**Task instructions:**
Below you will find a set of lines. Repeat them all exactly.

**Record set:**

━━━━━━━━━━━━━━━━━━━━

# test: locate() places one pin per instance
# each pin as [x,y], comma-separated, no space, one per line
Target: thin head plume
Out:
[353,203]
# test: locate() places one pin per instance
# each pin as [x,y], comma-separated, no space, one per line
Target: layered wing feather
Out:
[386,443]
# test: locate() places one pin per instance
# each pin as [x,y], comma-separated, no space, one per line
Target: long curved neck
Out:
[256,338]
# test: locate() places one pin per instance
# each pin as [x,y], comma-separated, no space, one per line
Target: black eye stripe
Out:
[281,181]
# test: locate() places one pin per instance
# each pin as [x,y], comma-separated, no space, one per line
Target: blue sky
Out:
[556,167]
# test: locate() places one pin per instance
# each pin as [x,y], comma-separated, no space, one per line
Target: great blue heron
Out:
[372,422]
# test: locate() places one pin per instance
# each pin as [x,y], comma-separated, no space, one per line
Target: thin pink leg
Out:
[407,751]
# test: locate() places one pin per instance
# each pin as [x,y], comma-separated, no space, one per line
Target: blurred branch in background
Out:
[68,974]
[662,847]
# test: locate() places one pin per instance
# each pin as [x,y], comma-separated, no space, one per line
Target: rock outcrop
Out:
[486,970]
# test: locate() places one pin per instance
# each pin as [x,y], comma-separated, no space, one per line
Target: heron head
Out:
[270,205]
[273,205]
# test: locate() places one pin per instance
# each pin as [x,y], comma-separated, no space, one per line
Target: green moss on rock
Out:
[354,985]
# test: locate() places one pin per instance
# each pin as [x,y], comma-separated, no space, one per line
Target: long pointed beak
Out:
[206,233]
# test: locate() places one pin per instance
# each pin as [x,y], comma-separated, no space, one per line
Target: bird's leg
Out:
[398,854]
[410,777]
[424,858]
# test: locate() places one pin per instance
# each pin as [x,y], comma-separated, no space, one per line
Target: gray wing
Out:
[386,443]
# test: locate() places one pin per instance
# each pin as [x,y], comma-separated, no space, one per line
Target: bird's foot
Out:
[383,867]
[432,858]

━━━━━━━━━━━━━━━━━━━━

**Answer to this exercise:**
# test: locate() places one pin per instance
# each pin as [x,y], comma-separated, no space, one per line
Target: thin head plume
Out:
[353,203]
# test: locate() places one pin per instance
# each pin as [x,y], comma-separated, no space, one per line
Target: layered wing feather
Out:
[386,443]
# test: locate() places one pin per instance
# each pin as [x,y], comma-separated, no space, one per line
Target: long curved neck
Out:
[256,338]
# test: locate() places one pin per instance
# each pin as [x,y], comma-separated, no space, one per line
Target: black eye stripe
Out:
[281,181]
# test: locate() places one pin per instance
# each pin as [x,y], comma-separated, no space, one per line
Target: blue sky
Out:
[556,167]
# test: locate() places one pin per instance
# each pin as [x,y], comma-separated, no space, one per line
Target: great blue heron
Out:
[372,422]
# test: locate() places one pin per instance
# each pin as [x,y], comma-separated, no space, one per line
Target: thin pink leg
Out:
[407,751]
# test: locate() places one pin per instance
# each pin as [x,y], comma-separated, no space, one per line
Target: blurred branch in background
Out:
[68,974]
[662,847]
# test: locate() places one pin per instance
# each pin as [x,y], comma-separated, no space, one per line
Target: rock outcrop
Out:
[486,970]
# test: locate() places one pin per instance
# each pin as [x,y], comma-separated, no space, one per line
Target: heron head
Out:
[270,205]
[273,205]
# test: locate() places one pin per instance
# each pin as [x,y], comma-separated, no space, one per line
Target: green moss on rock
Out:
[354,985]
# test: locate() places one pin per instance
# each pin as [x,y], comma-separated, no space, one per line
Target: long pointed beak
Out:
[206,233]
# test: locate() places one pin per instance
# each pin as [x,y], comma-separated, no space, one per line
Target: bird's leg
Out:
[398,854]
[410,777]
[424,858]
# test: locate() places one pin per instance
# each pin as [x,y], comma-separated, no space, one per line
Target: gray wing
Out:
[386,443]
# test: locate() places one pin per instance
# each pin as [x,y], comma-separated, no space, one per line
Target: bird's foot
Out:
[383,867]
[432,858]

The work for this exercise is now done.